Merken

Wieder aufstehen lernen

Die 15-jährige Celine aus Kamenz hat ein Bein verloren. Eine besondere Therapie hilft ihr ins Leben zurück.

Teilen
Folgen
© Uwe Soeder

Von Jana Ulbrich

Kamenz. Celine lässt die Arme baumeln und schließt die Augen. Bäuchlings liegt die 15-Jährige auf einem Pferderücken und lässt sich von Ina Haue den Nacken massieren. Celine genießt diesen Augenblick und lächelt still. Das junge Mädchen aus Kamenz hat nicht viele solcher Momente, die ihr guttun. Meistens hat sie Schmerzen.

Celine ist neuneinhalb, als ihr zum ersten Mal das rechte Bein wehtut. „Du wächst“, beruhigt sie ihre Mutter. Aber die Schmerzen werden immer stärker. Verena Mager geht mit ihrer Tochter zum Arzt. Celines Mutter ist Tierarzthelferin. Auf dem Röntgenbild sieht sie es sofort: „Ist das Knochenkrebs?“, fragt sie den Arzt mit zitternder Stimme. Der Arzt nickt. Celine bekommt Chemotherapie, muss am Oberschenkel operiert werden, verbringt viele Monate im Krankenhaus und in der Reha-Klinik. Die erste OP bringt keinen Erfolg. Celine ist 13 Jahre alt, als man ihr sagt, dass es noch eine Chance gäbe: Der Oberschenkel müsse ab. Celine schreit. Sie hat Angst. Sie will das nicht. Ein paar Tage später sagt sie ihren Eltern: „Wir machen das.“

Es ist eine sehr komplizierte Operation, eine „Umkehrplastik“, die nur in wenigen deutschen Kliniken vorgenommen wird. Celines Oberschenkel wird entfernt und durch ihren Unterschenkel ersetzt. Aus dem Fuß- wird das Kniegelenk, an dem nun die Prothese sitzt.

Celine ist jetzt 15. Sie sieht an sich hinunter mit einem sarkastischen, aber auch sehr energischen Blick, ungewöhnlich reif für eine 15-Jährige. Sie weiß, dass sie sich jetzt anfreunden muss mit der Prothese. Aber nach einem Wachstumsschub ist das rechte Bein jetzt kürzer, das Becken steht schief, ihr ganzer Körper ist schief. Ihre linke Körperhälfte mit dem unversehrten Bein ist völlig überlastet. Alles tut weh. Nicht nur die Wunden von der Operation. Ihre verhassten Krücken bekommt Celine einfach nicht los.

Aufgabenstellung:
1. Beantworten Sie anhand des Berichts über Celine diese Fragen:
(a) Welchen Beruf hat Celines Mutter?
(b) Wie alt war Celine, als ihr zum ersten Mal das rechte Bein wehtat?
(c) Was wird bei der Umkehrplastik aus dem Fußgelenk?
2. Schreiben Sie den Bericht über Celine nach dem Satz „Ihre verhassten Krücken bekommt Celine einfach nicht los.“ weiter.

Vorliegende Angaben:

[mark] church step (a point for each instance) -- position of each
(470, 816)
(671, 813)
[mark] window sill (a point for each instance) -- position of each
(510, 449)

Lösungen:
1.
(a) Sie ist Tierarzthelferin.
(b) Sie war neuneinhalb.
(c) Aus dem Fußgelenk wird das Kniegelenk.

2.
„Wir waren alle verzweifelt, wussten nicht mehr, wie wir ihr noch helfen konnten“, erzählt ihre Mutter leise. Bis zu diesem wunderbaren Zufall, der Celine nun einmal pro Woche von Kamenz nach Seeligstadt führt. Stolz sitzt das Mädchen jetzt wieder im Sattel – und Kollin, Ina Haues Therapiepferd, leistet geduldig Schwerstarbeit. „Für ein Pferd ist es ein harter Job, schiefe Menschen zu tragen“, erklärt die Reittherapeutin, die auf dem Reiterhof in Seeligstadt das Eli-Therapiezentrum gegründet hat. Auf dem Pferderücken kann Celine jetzt ganz ohne Krücken Gleichgewichtssinn und Balance trainieren. Die 15-Jährige strahlt. Sie liebt Pferde. Deswegen war sie mit ihrer Mutter auch auf der Messe „Partner Pferd“ in Leipzig, auf der Ina Haue ihren Stand aufgebaut hatte.

Jetzt führt die Therapeutin das Pferd im Kreis und korrigiert immer wieder Celines Haltung. „Es ist schon viel besser geworden“, freut sich die 15-Jährige. „Ich kann das Becken schon viel leichter bewegen.“ Celines blonder Pferdeschwanz wippt fröhlich im Takt der Bewegungen. Ihre Mutter steht am Zaun und lächelt: „Celine ist auch wieder viel aufgeweckter“, freut sie sich. Bei den Trainingsstunden kümmert sich Ina Haue wie nebenbei auch um die Seele ihres jungen Schützlings. Die 34-Jährige ist auch zertifizierte Trauma-Therapeutin.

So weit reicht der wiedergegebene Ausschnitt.